WHAT IS EXPECTED >>
Reproduce every one of the entries below verbatim, omitting the pictures from your answer.

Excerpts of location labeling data
==*==
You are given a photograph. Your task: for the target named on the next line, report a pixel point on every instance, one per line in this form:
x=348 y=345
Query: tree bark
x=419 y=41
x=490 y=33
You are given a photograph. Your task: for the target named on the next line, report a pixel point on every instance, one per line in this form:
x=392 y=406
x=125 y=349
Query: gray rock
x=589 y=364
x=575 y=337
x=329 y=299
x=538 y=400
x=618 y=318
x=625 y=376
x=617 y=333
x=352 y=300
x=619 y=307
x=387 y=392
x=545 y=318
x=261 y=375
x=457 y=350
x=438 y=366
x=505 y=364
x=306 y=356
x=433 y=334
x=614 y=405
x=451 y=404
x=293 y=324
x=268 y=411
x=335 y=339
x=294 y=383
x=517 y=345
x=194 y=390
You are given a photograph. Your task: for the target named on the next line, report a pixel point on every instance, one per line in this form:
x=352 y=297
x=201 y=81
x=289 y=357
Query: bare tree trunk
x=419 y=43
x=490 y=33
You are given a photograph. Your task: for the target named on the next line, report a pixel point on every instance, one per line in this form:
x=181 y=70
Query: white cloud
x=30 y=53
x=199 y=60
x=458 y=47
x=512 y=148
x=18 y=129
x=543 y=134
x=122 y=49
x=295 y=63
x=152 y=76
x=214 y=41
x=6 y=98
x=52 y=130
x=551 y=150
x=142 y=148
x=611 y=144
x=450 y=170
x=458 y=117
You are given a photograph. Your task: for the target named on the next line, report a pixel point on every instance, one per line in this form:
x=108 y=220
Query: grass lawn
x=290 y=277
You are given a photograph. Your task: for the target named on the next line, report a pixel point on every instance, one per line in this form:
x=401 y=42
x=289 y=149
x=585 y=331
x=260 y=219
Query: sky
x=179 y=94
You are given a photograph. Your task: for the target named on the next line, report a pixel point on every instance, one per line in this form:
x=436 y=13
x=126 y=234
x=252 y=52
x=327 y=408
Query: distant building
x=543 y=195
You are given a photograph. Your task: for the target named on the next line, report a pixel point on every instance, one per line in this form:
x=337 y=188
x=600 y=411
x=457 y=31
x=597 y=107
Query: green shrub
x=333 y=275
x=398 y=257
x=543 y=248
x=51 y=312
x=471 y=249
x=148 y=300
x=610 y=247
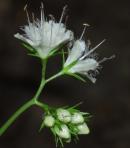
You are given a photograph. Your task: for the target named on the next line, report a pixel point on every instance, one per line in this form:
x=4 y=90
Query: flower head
==*==
SOLUTION FOR THIS PROBLEM >>
You are given a photograph. Your task: for the target named on the next line, report a pixel point on every instance, one per line in this form:
x=348 y=345
Query: tree bark
x=419 y=41
x=490 y=33
You are given a photograph. Your task: for the target named on the next line, report a pixel point on every instance, one per line in this form:
x=392 y=406
x=125 y=349
Query: gray rock
x=589 y=364
x=575 y=337
x=329 y=299
x=538 y=400
x=618 y=318
x=625 y=376
x=617 y=333
x=352 y=300
x=619 y=307
x=387 y=392
x=545 y=318
x=261 y=375
x=457 y=350
x=438 y=366
x=505 y=364
x=306 y=356
x=433 y=334
x=614 y=405
x=451 y=404
x=293 y=324
x=268 y=411
x=335 y=339
x=294 y=383
x=517 y=345
x=194 y=390
You are given a photograph. Your task: for the target named on the next line, report a pixel point on every instance, one per line in this form:
x=352 y=297
x=201 y=81
x=289 y=357
Query: bare tree trunk
x=419 y=43
x=490 y=33
You are given a photograph. Your task: for the target named on the next line, report a pixel point on every instance, one per line in this form:
x=181 y=70
Query: white cloud
x=30 y=53
x=199 y=60
x=458 y=47
x=512 y=148
x=18 y=129
x=543 y=134
x=122 y=49
x=295 y=63
x=152 y=76
x=214 y=41
x=6 y=98
x=52 y=130
x=551 y=150
x=142 y=148
x=611 y=144
x=450 y=170
x=458 y=117
You are given a photograph. Your task: for the target named on the next line, report a pixel point on every instance, one per line in this form:
x=108 y=220
Query: grass lawn
x=290 y=277
You are given a photograph. Your task: for the target named on the next line, report a pixel point on every instance, one per line in this form:
x=401 y=42
x=289 y=149
x=585 y=331
x=260 y=219
Query: sky
x=179 y=94
You are given a photograph. Your task: for the target named on the next line, report a pixel point on every instance, one per line in this form:
x=436 y=13
x=126 y=234
x=252 y=52
x=327 y=408
Query: distant building
x=543 y=195
You are given a photograph. Your task: for the target named on the next line, report a pixel point on every instance, one per line in this form:
x=337 y=188
x=600 y=411
x=457 y=31
x=597 y=107
Query: green shrub
x=333 y=275
x=398 y=257
x=543 y=248
x=51 y=312
x=471 y=249
x=148 y=300
x=610 y=247
You are given a photograph. Your task: for the target named on the next line, report a pixel point on every instance, one per line in this form:
x=4 y=90
Query: flower head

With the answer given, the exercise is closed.